Stored data entries:
■ ■ ■ ■ ■
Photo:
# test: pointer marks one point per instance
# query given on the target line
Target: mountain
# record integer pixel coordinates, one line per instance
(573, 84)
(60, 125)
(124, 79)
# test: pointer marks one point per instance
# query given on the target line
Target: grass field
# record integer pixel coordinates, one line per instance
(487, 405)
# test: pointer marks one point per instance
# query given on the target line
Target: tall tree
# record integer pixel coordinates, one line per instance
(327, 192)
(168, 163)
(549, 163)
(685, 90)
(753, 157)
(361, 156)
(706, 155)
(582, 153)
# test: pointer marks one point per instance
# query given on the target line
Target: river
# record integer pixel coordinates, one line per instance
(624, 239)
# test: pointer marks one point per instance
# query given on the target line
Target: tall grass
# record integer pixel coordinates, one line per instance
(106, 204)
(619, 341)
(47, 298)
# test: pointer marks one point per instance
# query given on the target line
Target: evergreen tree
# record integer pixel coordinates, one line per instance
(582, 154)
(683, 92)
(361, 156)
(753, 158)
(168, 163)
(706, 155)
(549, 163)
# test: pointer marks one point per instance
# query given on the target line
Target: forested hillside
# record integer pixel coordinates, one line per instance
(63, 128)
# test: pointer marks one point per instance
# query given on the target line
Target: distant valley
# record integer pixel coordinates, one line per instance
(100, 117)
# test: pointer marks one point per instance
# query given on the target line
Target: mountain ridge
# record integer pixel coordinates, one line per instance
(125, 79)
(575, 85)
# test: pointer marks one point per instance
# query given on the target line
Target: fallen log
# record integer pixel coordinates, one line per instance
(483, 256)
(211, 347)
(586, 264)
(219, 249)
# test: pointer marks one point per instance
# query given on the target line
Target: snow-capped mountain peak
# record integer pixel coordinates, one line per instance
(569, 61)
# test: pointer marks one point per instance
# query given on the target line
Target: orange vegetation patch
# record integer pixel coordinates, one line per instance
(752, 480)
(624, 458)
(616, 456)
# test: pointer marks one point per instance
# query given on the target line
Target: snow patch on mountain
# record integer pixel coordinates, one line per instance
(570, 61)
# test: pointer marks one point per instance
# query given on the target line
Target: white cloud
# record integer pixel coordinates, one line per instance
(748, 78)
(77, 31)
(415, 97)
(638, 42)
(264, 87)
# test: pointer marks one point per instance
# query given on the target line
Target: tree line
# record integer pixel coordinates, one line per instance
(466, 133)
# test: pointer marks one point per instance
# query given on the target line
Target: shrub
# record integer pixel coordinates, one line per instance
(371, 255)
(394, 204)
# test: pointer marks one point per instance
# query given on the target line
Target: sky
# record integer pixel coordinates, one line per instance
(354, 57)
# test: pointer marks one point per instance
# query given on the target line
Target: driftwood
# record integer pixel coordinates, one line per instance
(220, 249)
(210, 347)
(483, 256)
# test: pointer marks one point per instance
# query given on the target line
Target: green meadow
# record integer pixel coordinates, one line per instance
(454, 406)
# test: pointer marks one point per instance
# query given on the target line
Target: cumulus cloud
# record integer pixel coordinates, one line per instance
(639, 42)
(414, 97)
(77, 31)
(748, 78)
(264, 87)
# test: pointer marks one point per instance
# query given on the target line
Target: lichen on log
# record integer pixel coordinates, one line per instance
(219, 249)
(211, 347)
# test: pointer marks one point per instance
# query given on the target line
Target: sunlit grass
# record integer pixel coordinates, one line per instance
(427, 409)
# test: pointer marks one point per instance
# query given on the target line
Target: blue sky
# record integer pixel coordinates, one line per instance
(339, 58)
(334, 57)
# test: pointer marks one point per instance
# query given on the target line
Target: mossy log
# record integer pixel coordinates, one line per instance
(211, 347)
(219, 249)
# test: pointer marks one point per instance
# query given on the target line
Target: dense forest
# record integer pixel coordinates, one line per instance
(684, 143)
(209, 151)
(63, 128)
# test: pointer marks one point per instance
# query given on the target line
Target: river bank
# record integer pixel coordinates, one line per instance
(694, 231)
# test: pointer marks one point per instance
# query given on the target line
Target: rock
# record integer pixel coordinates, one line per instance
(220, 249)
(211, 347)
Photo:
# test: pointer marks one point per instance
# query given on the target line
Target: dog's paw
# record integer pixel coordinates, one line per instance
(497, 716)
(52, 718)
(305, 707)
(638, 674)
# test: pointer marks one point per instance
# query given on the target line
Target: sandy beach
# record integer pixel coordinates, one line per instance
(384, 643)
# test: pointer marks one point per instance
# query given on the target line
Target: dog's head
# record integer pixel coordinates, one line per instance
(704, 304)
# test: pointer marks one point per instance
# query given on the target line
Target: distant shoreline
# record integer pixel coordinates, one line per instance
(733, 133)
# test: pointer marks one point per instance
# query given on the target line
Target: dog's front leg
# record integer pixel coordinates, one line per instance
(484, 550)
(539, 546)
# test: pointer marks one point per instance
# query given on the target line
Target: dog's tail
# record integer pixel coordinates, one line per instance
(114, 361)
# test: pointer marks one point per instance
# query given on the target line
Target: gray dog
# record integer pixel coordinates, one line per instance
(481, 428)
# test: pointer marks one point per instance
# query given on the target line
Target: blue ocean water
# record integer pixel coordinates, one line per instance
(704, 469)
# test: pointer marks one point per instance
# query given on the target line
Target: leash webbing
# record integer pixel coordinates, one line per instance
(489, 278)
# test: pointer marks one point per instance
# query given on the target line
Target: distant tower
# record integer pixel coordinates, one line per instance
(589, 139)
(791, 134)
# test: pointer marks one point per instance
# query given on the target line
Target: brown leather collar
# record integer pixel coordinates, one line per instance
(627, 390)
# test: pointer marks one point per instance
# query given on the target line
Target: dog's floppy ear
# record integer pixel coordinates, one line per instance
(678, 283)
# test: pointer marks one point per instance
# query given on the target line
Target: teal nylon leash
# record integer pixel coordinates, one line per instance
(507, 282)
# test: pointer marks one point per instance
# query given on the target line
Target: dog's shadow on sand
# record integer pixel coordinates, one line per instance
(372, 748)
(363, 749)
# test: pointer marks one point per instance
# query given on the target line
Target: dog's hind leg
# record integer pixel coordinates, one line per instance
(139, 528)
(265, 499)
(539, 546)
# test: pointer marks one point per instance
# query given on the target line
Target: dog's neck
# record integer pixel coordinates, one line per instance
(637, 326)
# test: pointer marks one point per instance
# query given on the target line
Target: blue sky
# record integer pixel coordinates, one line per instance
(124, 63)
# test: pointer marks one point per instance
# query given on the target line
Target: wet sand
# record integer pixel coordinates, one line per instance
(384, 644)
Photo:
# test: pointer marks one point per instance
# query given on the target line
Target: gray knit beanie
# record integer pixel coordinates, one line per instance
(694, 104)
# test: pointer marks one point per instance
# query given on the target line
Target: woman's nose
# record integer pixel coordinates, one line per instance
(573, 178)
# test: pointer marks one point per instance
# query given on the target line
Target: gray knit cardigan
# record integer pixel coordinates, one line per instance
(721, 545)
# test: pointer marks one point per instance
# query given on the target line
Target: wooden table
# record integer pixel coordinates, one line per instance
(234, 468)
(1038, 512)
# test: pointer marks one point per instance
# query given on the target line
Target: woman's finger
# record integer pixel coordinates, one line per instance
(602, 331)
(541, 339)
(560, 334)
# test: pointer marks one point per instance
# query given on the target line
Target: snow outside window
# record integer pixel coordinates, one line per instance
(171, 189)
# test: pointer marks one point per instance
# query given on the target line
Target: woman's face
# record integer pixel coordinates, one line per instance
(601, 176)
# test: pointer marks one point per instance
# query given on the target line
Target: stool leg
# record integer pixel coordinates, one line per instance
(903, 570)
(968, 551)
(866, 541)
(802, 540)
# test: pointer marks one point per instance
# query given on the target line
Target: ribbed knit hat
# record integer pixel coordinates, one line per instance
■ ■ ■ ■ ■
Work to be completed: Each line of the data is to be restated exactly.

Written reply:
Photo:
# test: pointer marks one point per instance
# query given on the target line
Target: mountain
# record integer pixel coordinates, one line per instance
(573, 84)
(60, 125)
(124, 79)
# test: pointer marks one point per instance
# query given on the target line
Target: grass field
# record integer pixel coordinates, one line per instance
(487, 405)
# test: pointer marks one point per instance
# query given on the target line
Target: tall tree
# record integer pixel coordinates, one line per instance
(327, 192)
(168, 163)
(549, 163)
(685, 90)
(753, 157)
(361, 156)
(706, 155)
(582, 153)
# test: pointer marks one point per instance
# query given on the target line
Target: river
# record integer pixel coordinates, one line per instance
(624, 239)
# test: pointer marks one point per instance
# query given on the target line
Target: tall grass
# record integer pixel coordinates, one line per instance
(106, 204)
(619, 341)
(47, 298)
# test: pointer marks one point per instance
# query given on the target line
Target: evergreen tree
# record integer pixel coordinates, one line per instance
(582, 154)
(683, 92)
(361, 156)
(753, 158)
(168, 163)
(706, 155)
(549, 163)
# test: pointer marks one point per instance
# query given on the target line
Target: forested hillside
# record integer pixel coordinates, one line per instance
(63, 128)
# test: pointer marks one point per instance
# query given on the target line
Target: distant valley
# record integer pixel coordinates, one line per instance
(100, 117)
# test: pointer marks one point per instance
# query given on the target line
Target: mountain ridge
# record integer pixel coordinates, one line per instance
(125, 79)
(575, 85)
# test: pointer marks one point per instance
# query given on the target line
Target: fallen log
# record integer pixel coordinates, one line per instance
(483, 256)
(211, 347)
(586, 264)
(219, 249)
# test: pointer marks one point per instance
# query given on the target line
Target: snow-capped mountain peak
# record integer pixel coordinates, one line per instance
(569, 61)
# test: pointer marks one point per instance
# query given on the target line
Target: orange vegetation patch
# record integer pixel coordinates, one line per instance
(752, 480)
(624, 458)
(616, 456)
# test: pointer marks one point per instance
# query given on the target line
Target: snow patch on mountain
# record integer pixel coordinates, one line per instance
(570, 61)
# test: pointer marks one point per instance
# query given on the target line
Target: white cloud
# record integer pixel coordinates, one line per instance
(748, 78)
(77, 31)
(415, 97)
(638, 42)
(264, 87)
# test: pointer marks one point per instance
# query given on the target line
Target: tree line
# record integer pixel coordinates, one line per instance
(466, 133)
# test: pointer marks one point per instance
# query given on the target line
Target: shrub
# record integer pixel coordinates, one line per instance
(371, 255)
(394, 204)
# test: pointer marks one point per instance
# query given on the target line
Target: sky
# record integer pixel coordinates, one line per instance
(354, 57)
# test: pointer marks one point per instance
# query given on the target line
Target: driftwood
# record integer pixel coordinates, one line per instance
(220, 249)
(210, 347)
(483, 256)
# test: pointer marks one point per instance
# query given on the target line
Target: green meadow
# record integer pixel coordinates, one line per instance
(454, 406)
# test: pointer marks one point per instance
# query given on the target line
Target: cumulus cloud
# record integer pixel coordinates, one line per instance
(639, 42)
(414, 97)
(77, 31)
(748, 78)
(264, 87)
# test: pointer marks one point per instance
# query given on the target line
Target: lichen on log
# record integer pixel coordinates, one line per instance
(219, 249)
(211, 347)
# test: pointer marks one point per instance
# query given on the target line
Target: sunlit grass
# record integer pixel coordinates, one line per instance
(427, 409)
# test: pointer marks one point per instance
# query given on the target line
Target: blue sky
# record integer pixel coordinates, one line per instance
(339, 58)
(334, 57)
# test: pointer marks one point per instance
# query given on the target line
Target: mossy log
# record integer pixel coordinates, one line per instance
(211, 347)
(219, 249)
# test: pointer marks one point per instance
# query given on the target line
Target: dense forest
# record integer pixel coordinates, one line per instance
(684, 143)
(209, 151)
(63, 128)
# test: pointer marks one point per instance
# query given on the target line
Target: river bank
# record integer pixel coordinates, one line per instance
(694, 231)
# test: pointer marks one point per instance
# query given on the target line
Target: rock
# record integer pixel coordinates, one line per instance
(220, 249)
(211, 347)
Photo:
# test: pointer marks one point per instance
# query given on the target line
Target: dog's paw
# record integer pixel coordinates, one line per instance
(497, 716)
(52, 718)
(305, 707)
(638, 674)
# test: pointer marks one point per instance
# query given on the target line
Target: sandy beach
# record integer pixel coordinates, one line per instance
(384, 643)
# test: pointer marks one point per instance
# query given on the target line
Target: dog's head
# record integer pixel coordinates, one line per instance
(704, 304)
# test: pointer marks one point per instance
# query given on the target line
Target: distant shoreline
# record integer pixel coordinates, one line per instance
(733, 133)
# test: pointer marks one point per instance
# query given on the target line
Target: dog's front leg
# record integer pixel coordinates, one line per instance
(484, 550)
(539, 546)
# test: pointer marks one point per instance
# query given on the target line
Target: dog's tail
# record integer pixel coordinates, one line per instance
(114, 361)
# test: pointer marks one point per instance
# query given on the target line
Target: gray dog
# record integer pixel coordinates, one line per instance
(481, 428)
# test: pointer marks one point per instance
# query given on the target line
Target: blue ocean water
# record integer pixel coordinates, one line per instance
(704, 469)
# test: pointer marks one point per instance
# query given on the target line
Target: leash webbing
# record integer pixel coordinates, one line per instance
(489, 278)
# test: pointer marks one point per instance
# query given on the target line
Target: distant tower
# record integer pixel coordinates, one line per instance
(589, 139)
(791, 134)
# test: pointer marks one point per instance
# query given on the target line
Target: brown leather collar
# record integer pixel coordinates, one line per instance
(627, 390)
# test: pointer marks one point per instance
# query given on the target line
Target: dog's floppy ear
# record integer pixel coordinates, one line per instance
(678, 283)
# test: pointer marks one point per instance
# query given on the target line
Target: teal nylon leash
# record integer pixel coordinates, one line per instance
(507, 282)
# test: pointer marks one point per instance
# query given on the target line
Target: dog's shadow on sand
# record integer pixel coordinates, one line per instance
(372, 748)
(363, 749)
# test: pointer marks one point per instance
# query given on the target line
Target: dog's hind leg
# record integer pixel coordinates, one line per instance
(139, 528)
(265, 499)
(539, 546)
# test: pointer marks one point per instance
# query given on the target line
Target: dog's neck
# record integer pixel coordinates, one line per instance
(637, 326)
# test: pointer marks one point per instance
# query given on the target line
Target: blue sky
# record integer pixel coordinates, one line per instance
(124, 63)
# test: pointer marks one point per instance
# query given on the target line
Target: wet sand
# record integer pixel coordinates, one line per instance
(384, 644)
Photo:
# test: pointer marks one point per instance
# query given on the target line
Target: gray knit beanie
# record integer pixel coordinates, one line per instance
(694, 104)
# test: pointer marks one point per instance
# query given on the target line
Target: woman's nose
# record integer pixel coordinates, one line per instance
(573, 178)
# test: pointer marks one point per instance
# query given on the target line
Target: gray knit cardigan
# record integer pixel coordinates, one line per instance
(721, 545)
# test: pointer marks one point per instance
# query given on the target line
Target: wooden table
# record integer pixel coordinates, one line per instance
(234, 468)
(1038, 512)
# test: pointer marks one point per instance
# query given on the target line
Target: woman's finger
# record integer pixel coordinates, one line per instance
(602, 331)
(541, 339)
(560, 334)
# test: pointer marks one point per instance
# query given on the target line
Target: snow outside window
# record integer pixel coordinates, one line per instance
(171, 189)
# test: pointer marks one point per instance
# query given on the target line
Target: woman's face
# record integer pixel coordinates, one line per instance
(601, 176)
# test: pointer marks one point per instance
# query given on the target line
Target: stool leg
# record integer pixel coordinates, one line per instance
(903, 570)
(968, 551)
(866, 541)
(802, 540)
# test: pointer marks one point per instance
# query given on the target line
Target: ribbed knit hat
# record integer pixel coordinates, one line per instance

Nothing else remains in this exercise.